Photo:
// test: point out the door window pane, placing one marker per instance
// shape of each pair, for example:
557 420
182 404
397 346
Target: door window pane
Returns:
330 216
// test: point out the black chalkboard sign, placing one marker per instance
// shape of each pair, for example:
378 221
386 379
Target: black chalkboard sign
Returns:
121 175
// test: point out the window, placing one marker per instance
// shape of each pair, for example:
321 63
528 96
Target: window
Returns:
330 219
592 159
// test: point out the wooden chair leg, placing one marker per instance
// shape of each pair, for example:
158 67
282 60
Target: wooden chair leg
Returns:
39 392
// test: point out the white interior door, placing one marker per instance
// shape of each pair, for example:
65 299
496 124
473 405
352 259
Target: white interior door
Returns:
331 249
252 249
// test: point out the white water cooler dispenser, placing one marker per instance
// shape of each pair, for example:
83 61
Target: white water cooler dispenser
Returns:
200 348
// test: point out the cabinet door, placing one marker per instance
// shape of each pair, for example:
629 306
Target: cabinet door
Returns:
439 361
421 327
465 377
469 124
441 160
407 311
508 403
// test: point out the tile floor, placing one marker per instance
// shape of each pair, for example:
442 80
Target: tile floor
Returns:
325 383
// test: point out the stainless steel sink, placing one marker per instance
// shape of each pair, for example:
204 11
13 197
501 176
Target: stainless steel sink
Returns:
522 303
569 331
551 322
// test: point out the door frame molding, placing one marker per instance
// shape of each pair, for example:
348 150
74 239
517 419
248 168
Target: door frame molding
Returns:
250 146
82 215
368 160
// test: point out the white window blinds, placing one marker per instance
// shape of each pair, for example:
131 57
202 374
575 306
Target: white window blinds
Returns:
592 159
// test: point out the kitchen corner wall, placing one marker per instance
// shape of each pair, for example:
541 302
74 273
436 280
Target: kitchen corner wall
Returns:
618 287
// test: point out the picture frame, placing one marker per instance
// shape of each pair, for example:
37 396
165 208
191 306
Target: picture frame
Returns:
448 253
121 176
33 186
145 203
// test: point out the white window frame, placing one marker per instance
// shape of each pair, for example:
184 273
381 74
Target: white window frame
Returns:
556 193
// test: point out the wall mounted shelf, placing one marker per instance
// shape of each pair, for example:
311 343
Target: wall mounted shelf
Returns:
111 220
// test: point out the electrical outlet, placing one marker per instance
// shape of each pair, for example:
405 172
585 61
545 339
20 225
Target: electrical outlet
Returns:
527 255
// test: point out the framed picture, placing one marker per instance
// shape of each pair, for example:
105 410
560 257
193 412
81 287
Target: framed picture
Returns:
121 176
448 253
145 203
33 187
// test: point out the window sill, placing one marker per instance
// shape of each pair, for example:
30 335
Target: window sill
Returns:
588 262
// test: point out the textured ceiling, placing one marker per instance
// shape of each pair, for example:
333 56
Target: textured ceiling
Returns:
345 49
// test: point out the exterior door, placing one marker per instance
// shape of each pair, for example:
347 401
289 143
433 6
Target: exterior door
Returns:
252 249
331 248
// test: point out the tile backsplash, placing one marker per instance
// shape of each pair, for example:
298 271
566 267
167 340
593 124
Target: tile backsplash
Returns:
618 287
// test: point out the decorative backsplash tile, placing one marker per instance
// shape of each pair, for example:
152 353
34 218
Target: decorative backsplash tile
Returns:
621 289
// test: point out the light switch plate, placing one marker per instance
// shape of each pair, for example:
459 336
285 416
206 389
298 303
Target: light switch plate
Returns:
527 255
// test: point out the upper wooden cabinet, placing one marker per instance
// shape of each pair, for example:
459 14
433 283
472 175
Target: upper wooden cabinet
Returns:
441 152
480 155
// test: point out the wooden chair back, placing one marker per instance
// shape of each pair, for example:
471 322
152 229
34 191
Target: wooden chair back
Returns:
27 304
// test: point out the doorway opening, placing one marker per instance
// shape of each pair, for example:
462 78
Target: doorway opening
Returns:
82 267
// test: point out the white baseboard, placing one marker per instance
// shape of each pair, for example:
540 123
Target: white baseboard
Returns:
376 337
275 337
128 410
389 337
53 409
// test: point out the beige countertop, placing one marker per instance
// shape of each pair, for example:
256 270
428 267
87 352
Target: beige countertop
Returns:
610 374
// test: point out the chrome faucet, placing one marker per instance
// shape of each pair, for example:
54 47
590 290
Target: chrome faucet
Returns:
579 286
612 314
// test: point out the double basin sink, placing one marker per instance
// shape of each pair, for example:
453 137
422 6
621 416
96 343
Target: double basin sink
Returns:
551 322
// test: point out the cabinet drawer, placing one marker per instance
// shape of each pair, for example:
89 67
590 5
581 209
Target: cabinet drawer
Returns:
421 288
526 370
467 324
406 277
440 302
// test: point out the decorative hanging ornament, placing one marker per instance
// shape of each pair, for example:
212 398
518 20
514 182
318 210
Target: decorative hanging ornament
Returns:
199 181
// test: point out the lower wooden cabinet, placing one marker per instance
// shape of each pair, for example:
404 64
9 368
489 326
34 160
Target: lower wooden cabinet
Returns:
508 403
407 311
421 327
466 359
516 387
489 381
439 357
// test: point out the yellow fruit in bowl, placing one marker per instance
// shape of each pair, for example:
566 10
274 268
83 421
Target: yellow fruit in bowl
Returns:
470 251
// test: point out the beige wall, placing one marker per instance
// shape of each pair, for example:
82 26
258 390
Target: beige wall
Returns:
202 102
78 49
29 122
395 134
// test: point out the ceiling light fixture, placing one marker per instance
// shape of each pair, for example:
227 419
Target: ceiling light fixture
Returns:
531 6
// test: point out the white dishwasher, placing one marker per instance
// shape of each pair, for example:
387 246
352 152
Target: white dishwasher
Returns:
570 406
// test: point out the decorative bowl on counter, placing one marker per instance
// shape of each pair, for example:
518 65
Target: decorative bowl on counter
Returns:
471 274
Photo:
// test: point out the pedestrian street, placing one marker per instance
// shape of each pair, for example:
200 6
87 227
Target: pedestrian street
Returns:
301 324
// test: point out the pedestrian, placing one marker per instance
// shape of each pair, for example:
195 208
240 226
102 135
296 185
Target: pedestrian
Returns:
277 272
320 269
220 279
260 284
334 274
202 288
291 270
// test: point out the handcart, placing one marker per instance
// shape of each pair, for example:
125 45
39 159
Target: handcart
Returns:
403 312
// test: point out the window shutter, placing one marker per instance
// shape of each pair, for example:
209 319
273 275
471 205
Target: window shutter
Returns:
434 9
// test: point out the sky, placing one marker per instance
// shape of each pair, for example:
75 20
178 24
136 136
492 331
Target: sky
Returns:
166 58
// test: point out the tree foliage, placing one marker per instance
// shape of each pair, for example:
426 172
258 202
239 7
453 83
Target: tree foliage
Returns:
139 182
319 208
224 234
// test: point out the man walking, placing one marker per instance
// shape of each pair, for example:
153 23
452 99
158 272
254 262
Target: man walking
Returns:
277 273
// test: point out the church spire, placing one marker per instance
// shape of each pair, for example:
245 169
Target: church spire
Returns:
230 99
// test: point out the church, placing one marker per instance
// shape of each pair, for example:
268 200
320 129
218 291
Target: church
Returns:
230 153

▶ _DIRECTIONS FOR THIS TASK_:
From the first line of the records above down to the line containing "window, placing one marker per instance", repeat each line exactly as written. Include both of those lines and add nothing.

▶ _RESPONSE TO THIS EXERCISE_:
Photo:
// test: point out the door window pane, placing one marker per instance
// shape of each pair, for example:
557 420
182 404
397 346
Target: door window pane
Returns:
330 216
// test: point out the black chalkboard sign, placing one marker per instance
// shape of each pair, for example:
378 221
386 379
Target: black chalkboard sign
Returns:
121 175
// test: point out the window, placing one marker per instance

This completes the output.